**** Page extract

If the AI WERE capable of making these kind of intelligent plans than I don't think anyone would complain the game has been dumbed down. But by focusing on more meaningful long-term decisions and strategies it really puts the onus on the AI to make these decisions properly.
 
The whole time i listen to that guy,the question "why?" keeps coming to mind.Why you want the game to be streamlined and appeal to casual gamers?If its for the money,then the past Civilizations were not profitable?

Welcome to the postmodern world. More is always better, no matter the consequences, no matter the risk.

I do not think so, before digital download boom the numbers of sales were more accurate traceable ,so the Civ 3 and 4 sold maybe 2m and 3m.Then they come with Civ:Rev that sell 300k and they decide that this model is better?!:confused: I still think that Civ IV was the most commercial successful TBS game so far and this change is really strange to me.

I suppose they think Civ Rev 2 would sell even more than Civ IV if it were just called Civ V. In other words, all they had to do was try to fool the veterans, who would buy the game no matter what they have done, and at same time please newcomers.

********
**** Data lines

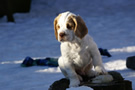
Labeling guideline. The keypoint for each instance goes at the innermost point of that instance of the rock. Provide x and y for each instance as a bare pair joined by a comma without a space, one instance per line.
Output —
130,62
118,84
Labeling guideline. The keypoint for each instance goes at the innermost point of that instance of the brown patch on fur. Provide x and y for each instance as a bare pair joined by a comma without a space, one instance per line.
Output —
70,23
56,26
80,28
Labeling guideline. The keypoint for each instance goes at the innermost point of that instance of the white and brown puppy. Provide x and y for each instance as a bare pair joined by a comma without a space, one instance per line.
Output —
79,53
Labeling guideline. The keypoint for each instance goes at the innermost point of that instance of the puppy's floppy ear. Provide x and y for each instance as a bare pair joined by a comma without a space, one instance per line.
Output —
55,26
80,27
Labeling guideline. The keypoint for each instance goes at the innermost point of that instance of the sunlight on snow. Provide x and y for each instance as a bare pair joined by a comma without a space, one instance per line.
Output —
124,49
50,70
116,65
11,62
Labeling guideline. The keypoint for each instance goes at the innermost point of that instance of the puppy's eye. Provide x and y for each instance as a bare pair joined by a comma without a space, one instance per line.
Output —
69,26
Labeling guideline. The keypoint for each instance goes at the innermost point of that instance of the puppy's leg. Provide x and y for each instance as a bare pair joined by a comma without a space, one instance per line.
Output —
97,61
69,72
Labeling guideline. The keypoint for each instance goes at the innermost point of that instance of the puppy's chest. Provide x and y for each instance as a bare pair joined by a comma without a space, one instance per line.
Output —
75,52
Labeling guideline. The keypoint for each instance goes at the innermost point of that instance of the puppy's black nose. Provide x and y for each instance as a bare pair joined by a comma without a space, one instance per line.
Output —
62,34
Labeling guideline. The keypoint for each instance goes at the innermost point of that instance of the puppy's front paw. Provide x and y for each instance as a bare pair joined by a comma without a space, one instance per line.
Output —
102,79
74,83
100,70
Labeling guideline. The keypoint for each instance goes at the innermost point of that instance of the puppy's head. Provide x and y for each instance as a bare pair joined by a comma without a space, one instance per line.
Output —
67,26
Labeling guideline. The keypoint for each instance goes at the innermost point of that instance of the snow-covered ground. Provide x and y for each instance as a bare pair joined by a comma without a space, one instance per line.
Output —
110,22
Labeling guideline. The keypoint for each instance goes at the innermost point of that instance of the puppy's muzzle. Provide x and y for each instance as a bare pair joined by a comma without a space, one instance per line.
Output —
62,34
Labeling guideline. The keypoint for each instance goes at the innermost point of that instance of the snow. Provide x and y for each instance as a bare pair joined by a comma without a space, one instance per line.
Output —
110,22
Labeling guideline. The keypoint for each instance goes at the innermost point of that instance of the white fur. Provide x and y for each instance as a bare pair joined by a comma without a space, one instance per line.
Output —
77,55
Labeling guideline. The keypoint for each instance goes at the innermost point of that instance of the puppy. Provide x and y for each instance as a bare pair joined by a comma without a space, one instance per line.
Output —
79,53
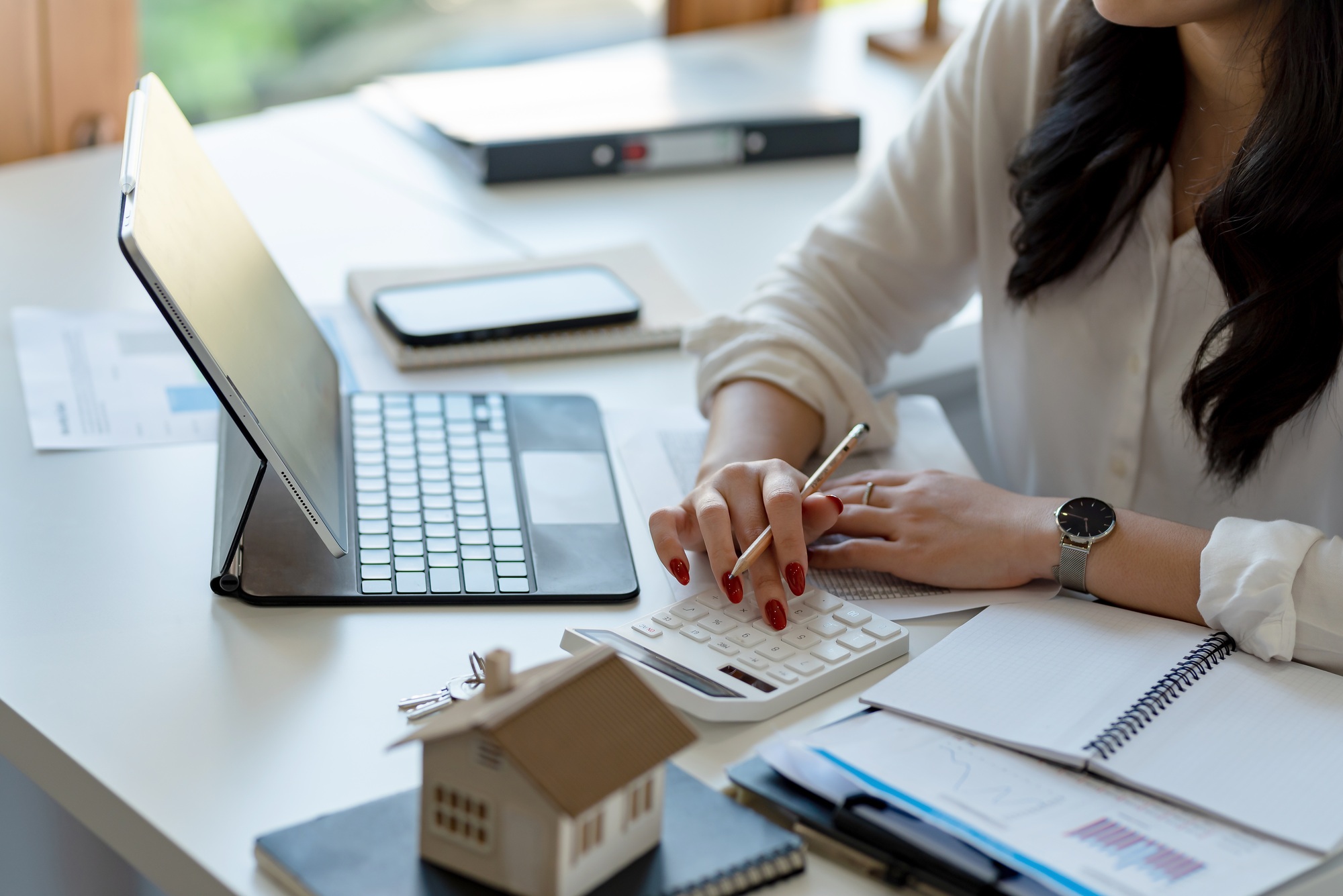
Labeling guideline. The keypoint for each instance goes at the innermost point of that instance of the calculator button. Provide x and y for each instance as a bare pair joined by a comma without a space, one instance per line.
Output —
828,628
853,617
805,666
746,638
858,642
776,651
725,647
667,620
882,630
690,611
823,603
718,624
745,612
714,601
754,662
801,639
831,652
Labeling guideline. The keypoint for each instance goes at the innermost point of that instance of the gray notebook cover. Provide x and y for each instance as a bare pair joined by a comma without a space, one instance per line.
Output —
374,851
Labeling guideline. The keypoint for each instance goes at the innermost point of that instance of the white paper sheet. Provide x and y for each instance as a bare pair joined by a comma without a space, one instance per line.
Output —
1068,831
661,452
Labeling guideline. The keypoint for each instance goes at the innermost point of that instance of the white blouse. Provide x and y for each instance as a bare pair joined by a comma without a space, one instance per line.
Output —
1080,388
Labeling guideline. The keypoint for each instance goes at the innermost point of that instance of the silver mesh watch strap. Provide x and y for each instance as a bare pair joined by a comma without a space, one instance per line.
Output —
1072,566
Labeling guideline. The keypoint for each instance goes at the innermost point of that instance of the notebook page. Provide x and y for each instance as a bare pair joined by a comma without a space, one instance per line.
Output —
1046,678
1260,744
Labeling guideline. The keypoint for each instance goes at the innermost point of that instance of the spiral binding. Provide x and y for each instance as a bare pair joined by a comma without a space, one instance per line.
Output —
1209,652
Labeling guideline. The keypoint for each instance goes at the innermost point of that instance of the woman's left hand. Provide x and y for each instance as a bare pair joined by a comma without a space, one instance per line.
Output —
941,529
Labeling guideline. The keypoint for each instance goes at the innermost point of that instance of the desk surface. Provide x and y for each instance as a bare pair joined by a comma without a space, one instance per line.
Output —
177,725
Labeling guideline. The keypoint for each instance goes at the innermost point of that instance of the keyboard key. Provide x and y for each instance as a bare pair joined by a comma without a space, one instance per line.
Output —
853,616
858,642
412,583
445,581
805,666
801,639
725,647
479,576
823,603
667,620
882,630
690,611
827,628
754,662
746,638
718,624
776,651
831,652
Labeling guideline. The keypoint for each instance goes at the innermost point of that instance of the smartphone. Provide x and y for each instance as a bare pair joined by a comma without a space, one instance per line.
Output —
506,305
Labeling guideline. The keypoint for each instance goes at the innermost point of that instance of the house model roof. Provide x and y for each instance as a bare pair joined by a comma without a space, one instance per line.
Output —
580,728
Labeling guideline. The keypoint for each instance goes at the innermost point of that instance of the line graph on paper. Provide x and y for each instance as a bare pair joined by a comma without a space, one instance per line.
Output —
1131,850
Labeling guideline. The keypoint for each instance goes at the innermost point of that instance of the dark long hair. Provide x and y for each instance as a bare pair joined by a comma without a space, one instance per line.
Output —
1272,228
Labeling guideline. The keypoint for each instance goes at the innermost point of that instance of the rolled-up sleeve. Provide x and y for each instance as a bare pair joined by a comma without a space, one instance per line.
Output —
1260,581
890,262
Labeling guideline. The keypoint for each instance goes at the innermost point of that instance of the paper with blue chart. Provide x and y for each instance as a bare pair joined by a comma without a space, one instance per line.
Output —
115,379
1068,831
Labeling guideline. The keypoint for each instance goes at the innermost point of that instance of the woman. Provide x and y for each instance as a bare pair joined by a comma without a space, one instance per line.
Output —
1149,195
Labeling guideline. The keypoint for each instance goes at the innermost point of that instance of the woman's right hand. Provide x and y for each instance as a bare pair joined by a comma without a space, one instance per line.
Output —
729,510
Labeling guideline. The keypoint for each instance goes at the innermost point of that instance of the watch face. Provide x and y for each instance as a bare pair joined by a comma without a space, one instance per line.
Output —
1086,518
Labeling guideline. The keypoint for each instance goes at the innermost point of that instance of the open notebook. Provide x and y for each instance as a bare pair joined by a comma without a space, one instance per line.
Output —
1162,706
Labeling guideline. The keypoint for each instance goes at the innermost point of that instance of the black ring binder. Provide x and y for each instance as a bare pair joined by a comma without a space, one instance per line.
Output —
1199,662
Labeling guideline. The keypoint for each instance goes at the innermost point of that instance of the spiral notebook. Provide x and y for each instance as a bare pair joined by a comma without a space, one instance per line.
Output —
1166,707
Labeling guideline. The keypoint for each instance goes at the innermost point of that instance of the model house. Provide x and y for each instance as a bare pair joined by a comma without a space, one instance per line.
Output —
553,780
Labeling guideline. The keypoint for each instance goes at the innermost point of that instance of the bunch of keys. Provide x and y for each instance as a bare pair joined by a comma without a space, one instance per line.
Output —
457,689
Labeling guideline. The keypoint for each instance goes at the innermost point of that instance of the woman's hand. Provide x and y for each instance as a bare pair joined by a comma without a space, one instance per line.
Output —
729,510
941,529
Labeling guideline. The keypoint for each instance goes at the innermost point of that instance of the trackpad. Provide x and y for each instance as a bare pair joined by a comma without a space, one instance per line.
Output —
569,487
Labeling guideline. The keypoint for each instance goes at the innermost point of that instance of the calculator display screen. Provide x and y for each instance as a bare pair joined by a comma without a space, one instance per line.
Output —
659,663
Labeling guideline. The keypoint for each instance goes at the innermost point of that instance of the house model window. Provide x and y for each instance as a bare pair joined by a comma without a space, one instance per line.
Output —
553,780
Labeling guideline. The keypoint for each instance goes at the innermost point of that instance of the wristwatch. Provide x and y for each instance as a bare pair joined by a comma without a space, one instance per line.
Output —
1083,522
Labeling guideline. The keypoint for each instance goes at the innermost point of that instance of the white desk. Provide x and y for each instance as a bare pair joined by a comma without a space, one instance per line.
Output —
177,725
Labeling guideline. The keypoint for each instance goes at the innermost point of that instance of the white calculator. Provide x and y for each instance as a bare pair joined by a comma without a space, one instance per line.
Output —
722,662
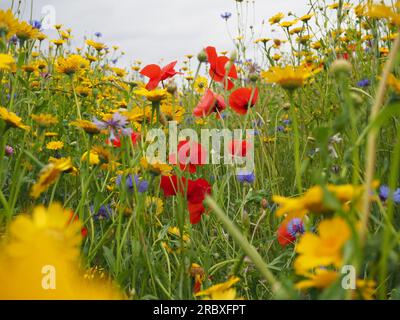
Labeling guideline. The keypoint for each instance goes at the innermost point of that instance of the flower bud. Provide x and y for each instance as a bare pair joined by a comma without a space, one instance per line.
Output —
341,66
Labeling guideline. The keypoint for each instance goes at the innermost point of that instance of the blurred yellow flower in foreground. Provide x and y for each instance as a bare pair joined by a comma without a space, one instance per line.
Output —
324,249
41,260
7,62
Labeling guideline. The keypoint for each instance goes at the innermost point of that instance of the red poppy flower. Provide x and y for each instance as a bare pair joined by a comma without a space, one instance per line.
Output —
190,155
239,100
217,68
195,195
284,237
238,148
209,103
117,141
156,74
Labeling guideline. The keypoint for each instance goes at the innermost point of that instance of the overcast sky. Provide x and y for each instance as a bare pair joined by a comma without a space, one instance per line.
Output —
151,30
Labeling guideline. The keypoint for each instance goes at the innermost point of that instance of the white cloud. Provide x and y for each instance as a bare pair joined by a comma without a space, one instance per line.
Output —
154,29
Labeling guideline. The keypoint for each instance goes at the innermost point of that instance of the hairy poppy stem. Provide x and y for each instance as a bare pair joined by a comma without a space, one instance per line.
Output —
372,138
250,251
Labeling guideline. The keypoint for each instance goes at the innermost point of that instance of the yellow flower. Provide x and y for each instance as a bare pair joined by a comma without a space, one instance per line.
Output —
173,113
94,158
55,145
394,83
96,45
156,204
58,42
87,126
289,77
276,18
307,17
25,31
49,174
8,23
47,244
11,119
321,278
7,62
201,84
313,200
288,24
324,249
72,64
221,291
156,95
156,167
44,120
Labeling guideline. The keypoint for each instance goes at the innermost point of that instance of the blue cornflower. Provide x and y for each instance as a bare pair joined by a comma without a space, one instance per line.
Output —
36,24
226,15
295,227
363,83
384,192
104,212
244,177
141,185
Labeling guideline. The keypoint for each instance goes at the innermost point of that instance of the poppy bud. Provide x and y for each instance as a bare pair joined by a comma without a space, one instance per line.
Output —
171,88
202,56
264,203
253,77
341,66
233,57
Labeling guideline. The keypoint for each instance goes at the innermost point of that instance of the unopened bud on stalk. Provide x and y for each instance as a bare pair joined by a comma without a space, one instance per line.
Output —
253,77
171,88
264,203
245,218
341,66
233,57
202,56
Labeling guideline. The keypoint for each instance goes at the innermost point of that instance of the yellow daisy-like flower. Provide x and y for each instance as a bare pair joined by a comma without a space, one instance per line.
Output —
49,174
7,63
11,119
288,24
156,167
324,249
24,31
289,77
156,95
41,260
8,23
87,126
221,291
394,83
71,64
155,204
276,18
55,145
173,113
201,84
44,120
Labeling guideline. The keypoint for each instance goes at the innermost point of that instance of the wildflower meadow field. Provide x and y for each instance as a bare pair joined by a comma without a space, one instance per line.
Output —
266,171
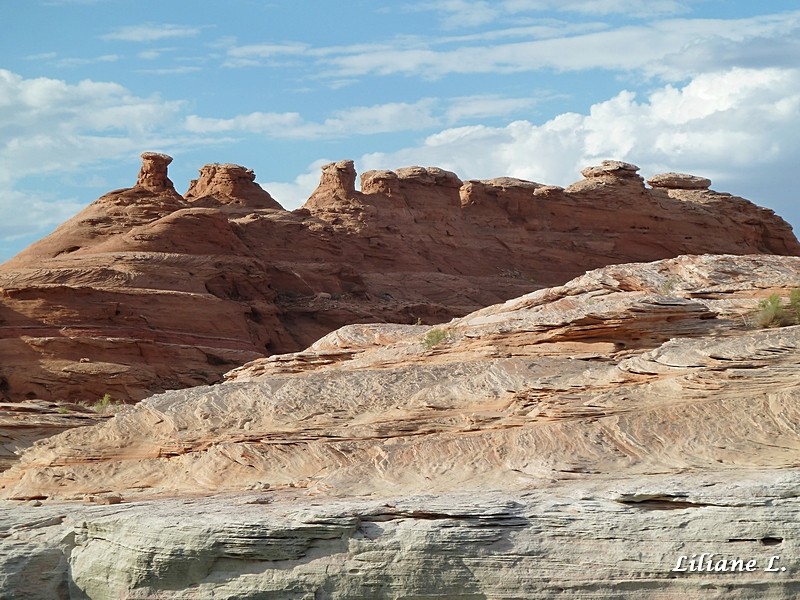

********

§ **Requests**
(A) For the forum discussion about the Civilization games, state whether each statement agrees with it, answering yes or no and quoting the deciding words: (i) One poster estimates that Civ 3 sold about 2 million copies. (ii) One poster says Civ:Rev sold 3 million copies. (iii) One poster considers Civ IV the most commercially successful TBS game so far.
(B) Extend the forum discussion about the Civilization games with another post that follows its final one.
The lines in the data file are separate material and do not belong to the forum discussion.

§ **Per-task outputs**
(A)
(i) Yes: "the Civ 3 and 4 sold maybe 2m and 3m"
(ii) No: "Civ:Rev that sell 300k"
(iii) Yes: "Civ IV was the most commercial successful TBS game so far"

(B)
So, that's why we shouldn't stop complaining, regardless of their small bribes .
 
Welcome to the postmodern world. More is always better, no matter the consequences, no matter the risk.



I suppose they think Civ Rev 2 would sell even more than Civ IV if it was just called Civ V. In other words, all they had to do was try to fool the veterans, who would buy the game no matter what they have done, and at same time please newcomers.

So, that's why we shouldn't stop complaining, regardless of their small bribes .

Indeed. If we grow silent then they will take that as acceptance in my opinion.

Civ VI will then be more of the same.

People simply shouldn't settle for an inferior product.
 
Why didnt they just say we are coming out with "civ rev 2" in sept 2010 and the full expansions and the game as many civers know it will be out in Aug 2011. I would have waited instead of buying this piece of garbage where you have gold coming out of your ears, childish ai, 100 turn golden ages and basically no thought provoking decisions.

I was perfectly content playing civ iv and I thought I was going to get civ 5!
Own question answered. :mischief:

What really pisses me off is the dishonesty of this. If they said they were going to dumb it down very few would have bought it.

Instead they chose to hide it, particularly the delayed demo.
An interesting view on the demo delay ... did beta test issue list outrun fix time before release, making release day demo necessary to prevent pre-order cancellations?

Either that, or demo was as bad as game, and unreleasable before release date.

Finally, it's not Thormondr, it's Thormodr. ;)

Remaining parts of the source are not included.